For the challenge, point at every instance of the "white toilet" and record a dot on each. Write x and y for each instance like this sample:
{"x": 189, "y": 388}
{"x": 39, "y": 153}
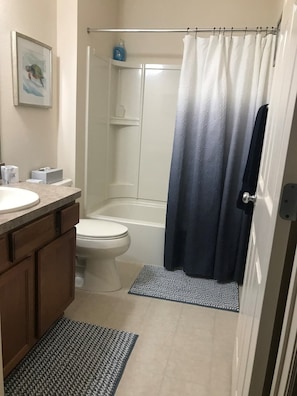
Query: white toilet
{"x": 98, "y": 243}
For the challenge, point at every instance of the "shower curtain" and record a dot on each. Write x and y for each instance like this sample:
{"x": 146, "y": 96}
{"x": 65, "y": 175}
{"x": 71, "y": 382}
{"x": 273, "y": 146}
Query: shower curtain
{"x": 224, "y": 80}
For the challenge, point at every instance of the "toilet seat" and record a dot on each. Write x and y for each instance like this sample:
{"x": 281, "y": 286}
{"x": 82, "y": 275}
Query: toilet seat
{"x": 100, "y": 229}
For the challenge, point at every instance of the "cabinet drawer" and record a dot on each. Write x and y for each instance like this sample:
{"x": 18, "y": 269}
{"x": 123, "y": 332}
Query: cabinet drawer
{"x": 69, "y": 217}
{"x": 33, "y": 236}
{"x": 4, "y": 255}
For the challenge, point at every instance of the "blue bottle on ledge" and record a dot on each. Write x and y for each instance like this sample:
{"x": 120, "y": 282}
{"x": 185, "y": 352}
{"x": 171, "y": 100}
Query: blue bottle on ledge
{"x": 119, "y": 51}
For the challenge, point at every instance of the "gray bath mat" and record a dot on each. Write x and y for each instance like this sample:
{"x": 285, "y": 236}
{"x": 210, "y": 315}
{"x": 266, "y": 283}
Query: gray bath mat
{"x": 154, "y": 281}
{"x": 73, "y": 358}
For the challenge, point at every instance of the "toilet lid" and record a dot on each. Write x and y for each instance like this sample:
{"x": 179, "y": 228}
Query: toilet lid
{"x": 92, "y": 228}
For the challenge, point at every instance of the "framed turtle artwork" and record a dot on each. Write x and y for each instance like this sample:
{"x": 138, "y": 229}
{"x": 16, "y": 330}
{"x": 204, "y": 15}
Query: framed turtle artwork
{"x": 32, "y": 71}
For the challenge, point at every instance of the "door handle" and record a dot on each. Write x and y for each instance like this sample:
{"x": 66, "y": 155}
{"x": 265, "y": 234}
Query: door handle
{"x": 246, "y": 198}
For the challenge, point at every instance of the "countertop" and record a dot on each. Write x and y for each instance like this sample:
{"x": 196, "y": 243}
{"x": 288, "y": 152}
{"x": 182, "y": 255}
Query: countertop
{"x": 51, "y": 198}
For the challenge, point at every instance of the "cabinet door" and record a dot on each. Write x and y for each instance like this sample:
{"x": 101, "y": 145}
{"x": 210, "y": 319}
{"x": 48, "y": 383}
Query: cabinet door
{"x": 17, "y": 312}
{"x": 55, "y": 280}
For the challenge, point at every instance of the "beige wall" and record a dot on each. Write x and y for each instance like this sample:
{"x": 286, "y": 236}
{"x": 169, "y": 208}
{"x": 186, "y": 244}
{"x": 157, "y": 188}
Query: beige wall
━━━━━━━━
Retype every entry verbatim and exclude the pictures from the copy.

For the challenge, point at every instance of the "white toilet" and record a dot on each. Write x and y for each instance like this sample:
{"x": 189, "y": 388}
{"x": 39, "y": 153}
Query: white toilet
{"x": 98, "y": 243}
For the challenge, point at every instance of the "shower curtain" and record a dot on each. Write x and y for each instance like this sample:
{"x": 146, "y": 96}
{"x": 65, "y": 175}
{"x": 71, "y": 382}
{"x": 273, "y": 146}
Query: shower curtain
{"x": 224, "y": 80}
For the challenge, point at every instance of the "toilet seat" and record a dot on each. Write x and y for each instance like this sample:
{"x": 281, "y": 286}
{"x": 82, "y": 275}
Query: toilet seat
{"x": 100, "y": 229}
For the challenge, point at every instance of the "cabinet drawer" and record a dot on each. Write x and y for each instance like this sample:
{"x": 18, "y": 269}
{"x": 123, "y": 332}
Query: cabinet drawer
{"x": 69, "y": 217}
{"x": 33, "y": 236}
{"x": 4, "y": 255}
For the challenge, point at every instance of the "blue bottle on ledge" and record a dot on each. Write x and y for each instance like this sample:
{"x": 120, "y": 282}
{"x": 185, "y": 352}
{"x": 171, "y": 100}
Query: blue bottle on ledge
{"x": 119, "y": 51}
For the challenge, point at every instance of the "gray bath mat" and record a dot on each. Write x and y for each instance like this sample:
{"x": 285, "y": 236}
{"x": 210, "y": 315}
{"x": 266, "y": 283}
Query: gray bath mat
{"x": 154, "y": 281}
{"x": 73, "y": 358}
For the challenge, point at every instance of the "toilet lid" and record a dot on each. Write x and y for each instance like this sample:
{"x": 179, "y": 228}
Query: toilet lid
{"x": 92, "y": 228}
For the challenge, point at every instance of the "framed turtle artwork" and record a dot on each. Write x and y for each instance like this sample:
{"x": 138, "y": 229}
{"x": 16, "y": 330}
{"x": 204, "y": 15}
Query: framed turtle artwork
{"x": 32, "y": 71}
For the challenge, point at every instance of the "door handle" and record a dot on each. Write x and y for each instance like this sample:
{"x": 66, "y": 155}
{"x": 265, "y": 234}
Query: door handle
{"x": 246, "y": 198}
For the challenge, point at every instance of the "countertop" and record a dot on each. Write x and y for each instance like this sample:
{"x": 196, "y": 243}
{"x": 288, "y": 152}
{"x": 182, "y": 255}
Query: countertop
{"x": 51, "y": 198}
For the challenge, point at every instance of the "cabinet door" and record a dot on each. Write x and y for each instance like this sample:
{"x": 101, "y": 145}
{"x": 210, "y": 319}
{"x": 48, "y": 383}
Query: cabinet door
{"x": 17, "y": 312}
{"x": 55, "y": 280}
For the challenge, point at every instance of the "beige wall" and record a dot on each. Write x and y for each instance like this sample:
{"x": 286, "y": 236}
{"x": 169, "y": 208}
{"x": 186, "y": 244}
{"x": 157, "y": 188}
Query: beige wall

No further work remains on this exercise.